* _GOAL OF THE EXERCISE_: In the listing below, take the lines from the one containing "Can you find the grass?" through the one containing "<point>341,51</point>", ends included, and turn them into a JSON list of strings, one string per line, with blank lines left out.

[Extracted records]
******
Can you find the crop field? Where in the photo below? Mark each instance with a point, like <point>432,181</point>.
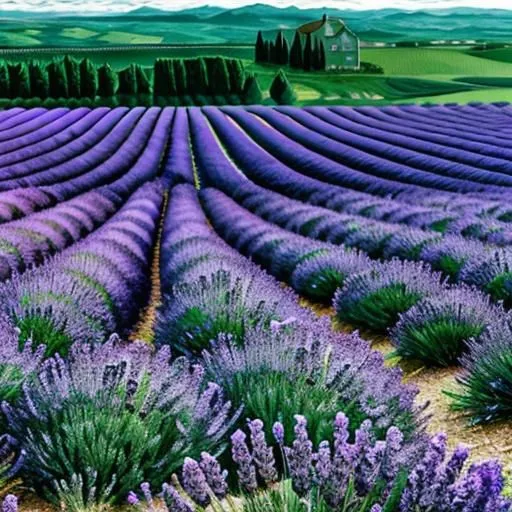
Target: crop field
<point>226,309</point>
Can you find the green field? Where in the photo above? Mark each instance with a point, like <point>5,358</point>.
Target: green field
<point>411,74</point>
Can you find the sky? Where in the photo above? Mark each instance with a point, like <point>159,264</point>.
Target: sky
<point>127,5</point>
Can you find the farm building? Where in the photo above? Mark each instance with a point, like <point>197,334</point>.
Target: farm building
<point>340,43</point>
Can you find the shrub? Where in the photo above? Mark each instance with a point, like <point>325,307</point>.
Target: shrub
<point>366,476</point>
<point>375,298</point>
<point>485,385</point>
<point>319,277</point>
<point>94,426</point>
<point>303,367</point>
<point>252,94</point>
<point>491,272</point>
<point>226,301</point>
<point>437,329</point>
<point>281,90</point>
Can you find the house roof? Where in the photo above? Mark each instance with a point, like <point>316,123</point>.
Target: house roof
<point>314,26</point>
<point>331,27</point>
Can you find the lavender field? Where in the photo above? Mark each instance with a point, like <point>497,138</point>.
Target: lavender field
<point>246,308</point>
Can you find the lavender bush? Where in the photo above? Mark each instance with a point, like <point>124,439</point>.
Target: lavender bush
<point>223,302</point>
<point>376,297</point>
<point>303,367</point>
<point>437,329</point>
<point>363,476</point>
<point>109,416</point>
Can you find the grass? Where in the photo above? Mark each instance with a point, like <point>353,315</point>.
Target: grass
<point>123,38</point>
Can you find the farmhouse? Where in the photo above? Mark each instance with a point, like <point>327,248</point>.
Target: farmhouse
<point>340,43</point>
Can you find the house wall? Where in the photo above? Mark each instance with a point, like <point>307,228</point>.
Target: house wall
<point>341,51</point>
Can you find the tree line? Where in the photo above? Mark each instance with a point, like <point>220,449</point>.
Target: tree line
<point>309,56</point>
<point>70,78</point>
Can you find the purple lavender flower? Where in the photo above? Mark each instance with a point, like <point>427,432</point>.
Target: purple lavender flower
<point>194,482</point>
<point>262,454</point>
<point>300,457</point>
<point>10,504</point>
<point>242,458</point>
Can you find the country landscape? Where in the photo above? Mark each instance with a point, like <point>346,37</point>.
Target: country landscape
<point>255,258</point>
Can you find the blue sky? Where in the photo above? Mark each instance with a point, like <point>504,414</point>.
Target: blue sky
<point>126,5</point>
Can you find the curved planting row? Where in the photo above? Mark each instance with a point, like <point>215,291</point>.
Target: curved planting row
<point>93,288</point>
<point>61,132</point>
<point>267,171</point>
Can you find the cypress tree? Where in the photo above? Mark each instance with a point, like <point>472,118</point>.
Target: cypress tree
<point>281,90</point>
<point>307,61</point>
<point>197,76</point>
<point>285,53</point>
<point>252,94</point>
<point>323,61</point>
<point>143,85</point>
<point>19,80</point>
<point>38,80</point>
<point>106,81</point>
<point>180,77</point>
<point>4,80</point>
<point>127,81</point>
<point>88,79</point>
<point>259,50</point>
<point>316,55</point>
<point>272,53</point>
<point>296,52</point>
<point>278,45</point>
<point>73,76</point>
<point>219,78</point>
<point>163,78</point>
<point>267,51</point>
<point>57,79</point>
<point>236,75</point>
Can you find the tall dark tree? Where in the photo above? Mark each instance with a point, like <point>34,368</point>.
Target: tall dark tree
<point>143,84</point>
<point>106,81</point>
<point>307,62</point>
<point>127,81</point>
<point>219,77</point>
<point>316,55</point>
<point>19,80</point>
<point>272,57</point>
<point>4,80</point>
<point>57,78</point>
<point>267,51</point>
<point>296,60</point>
<point>285,53</point>
<point>38,80</point>
<point>197,76</point>
<point>88,79</point>
<point>163,78</point>
<point>281,90</point>
<point>278,45</point>
<point>236,75</point>
<point>73,76</point>
<point>259,50</point>
<point>323,60</point>
<point>180,77</point>
<point>252,94</point>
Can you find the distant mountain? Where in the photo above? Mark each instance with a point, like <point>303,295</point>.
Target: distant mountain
<point>212,24</point>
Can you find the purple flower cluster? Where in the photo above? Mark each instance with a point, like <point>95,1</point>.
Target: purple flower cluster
<point>438,328</point>
<point>362,473</point>
<point>176,411</point>
<point>105,275</point>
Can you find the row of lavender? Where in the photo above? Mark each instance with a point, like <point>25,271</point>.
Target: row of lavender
<point>273,359</point>
<point>438,320</point>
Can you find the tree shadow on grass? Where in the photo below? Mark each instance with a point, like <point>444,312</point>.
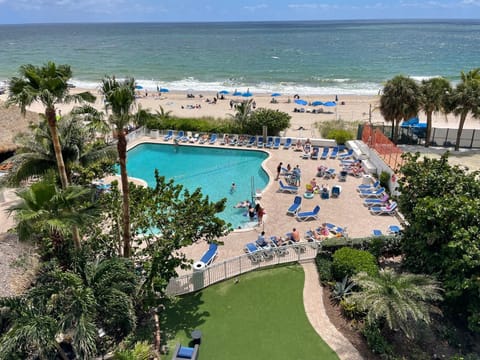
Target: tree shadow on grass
<point>182,314</point>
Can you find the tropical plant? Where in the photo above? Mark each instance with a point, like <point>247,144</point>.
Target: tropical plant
<point>466,99</point>
<point>399,101</point>
<point>397,299</point>
<point>44,209</point>
<point>433,98</point>
<point>120,99</point>
<point>49,85</point>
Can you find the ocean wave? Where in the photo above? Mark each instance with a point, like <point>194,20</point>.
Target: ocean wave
<point>287,88</point>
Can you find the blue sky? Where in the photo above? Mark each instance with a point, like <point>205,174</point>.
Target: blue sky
<point>48,11</point>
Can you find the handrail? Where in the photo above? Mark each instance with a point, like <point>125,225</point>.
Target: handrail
<point>199,279</point>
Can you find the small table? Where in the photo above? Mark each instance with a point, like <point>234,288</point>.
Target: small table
<point>196,337</point>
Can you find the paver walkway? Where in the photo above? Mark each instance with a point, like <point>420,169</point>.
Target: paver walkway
<point>315,310</point>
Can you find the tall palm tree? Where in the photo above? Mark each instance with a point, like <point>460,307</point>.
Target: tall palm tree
<point>396,298</point>
<point>399,101</point>
<point>466,99</point>
<point>433,98</point>
<point>47,84</point>
<point>43,208</point>
<point>120,98</point>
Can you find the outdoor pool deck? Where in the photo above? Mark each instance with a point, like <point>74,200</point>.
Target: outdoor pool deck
<point>346,211</point>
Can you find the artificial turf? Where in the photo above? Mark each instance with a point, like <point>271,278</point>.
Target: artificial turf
<point>260,316</point>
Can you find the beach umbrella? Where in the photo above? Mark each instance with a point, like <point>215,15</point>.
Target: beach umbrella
<point>301,102</point>
<point>330,103</point>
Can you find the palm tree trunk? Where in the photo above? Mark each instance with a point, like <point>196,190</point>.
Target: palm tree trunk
<point>428,133</point>
<point>122,154</point>
<point>463,117</point>
<point>52,124</point>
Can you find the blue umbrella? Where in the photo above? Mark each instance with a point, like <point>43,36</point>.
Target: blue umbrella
<point>330,103</point>
<point>301,102</point>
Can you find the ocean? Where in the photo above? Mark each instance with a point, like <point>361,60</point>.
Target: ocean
<point>314,57</point>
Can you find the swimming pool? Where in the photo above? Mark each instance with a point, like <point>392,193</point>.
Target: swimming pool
<point>211,169</point>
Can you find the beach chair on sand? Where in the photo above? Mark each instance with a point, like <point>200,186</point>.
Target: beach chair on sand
<point>290,189</point>
<point>296,206</point>
<point>309,215</point>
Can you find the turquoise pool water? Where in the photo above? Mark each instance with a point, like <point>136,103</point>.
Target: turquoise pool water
<point>211,169</point>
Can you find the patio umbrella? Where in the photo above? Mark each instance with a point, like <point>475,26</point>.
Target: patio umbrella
<point>330,103</point>
<point>301,102</point>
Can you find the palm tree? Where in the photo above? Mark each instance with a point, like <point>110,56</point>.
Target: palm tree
<point>433,98</point>
<point>49,85</point>
<point>396,298</point>
<point>466,99</point>
<point>399,101</point>
<point>43,208</point>
<point>120,98</point>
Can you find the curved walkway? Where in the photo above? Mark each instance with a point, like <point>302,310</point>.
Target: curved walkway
<point>315,310</point>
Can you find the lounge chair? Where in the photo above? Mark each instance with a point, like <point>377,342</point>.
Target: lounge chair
<point>324,155</point>
<point>210,254</point>
<point>269,142</point>
<point>290,189</point>
<point>169,135</point>
<point>213,139</point>
<point>251,141</point>
<point>376,202</point>
<point>390,209</point>
<point>309,215</point>
<point>373,186</point>
<point>295,207</point>
<point>184,352</point>
<point>260,142</point>
<point>334,153</point>
<point>276,143</point>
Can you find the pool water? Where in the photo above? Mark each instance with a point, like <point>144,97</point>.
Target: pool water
<point>211,169</point>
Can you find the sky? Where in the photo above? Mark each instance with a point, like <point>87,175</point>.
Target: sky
<point>67,11</point>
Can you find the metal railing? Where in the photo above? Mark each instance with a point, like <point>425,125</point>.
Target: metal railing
<point>230,268</point>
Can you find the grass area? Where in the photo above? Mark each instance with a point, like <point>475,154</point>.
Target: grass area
<point>260,317</point>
******
* _IN RESPONSE_:
[
  "Can you find the grass? Where in the photo above? Mark each instance with a point, like <point>353,315</point>.",
  "Target: grass",
  "<point>123,38</point>",
  "Can you find the farmhouse? Where in the photo above? Mark each instance with a point, like <point>327,248</point>.",
  "Target: farmhouse",
  "<point>340,43</point>",
  "Can you find the house wall? Where in the photo above? Mark each instance with a point, like <point>307,228</point>.",
  "Target: house wall",
  "<point>341,51</point>"
]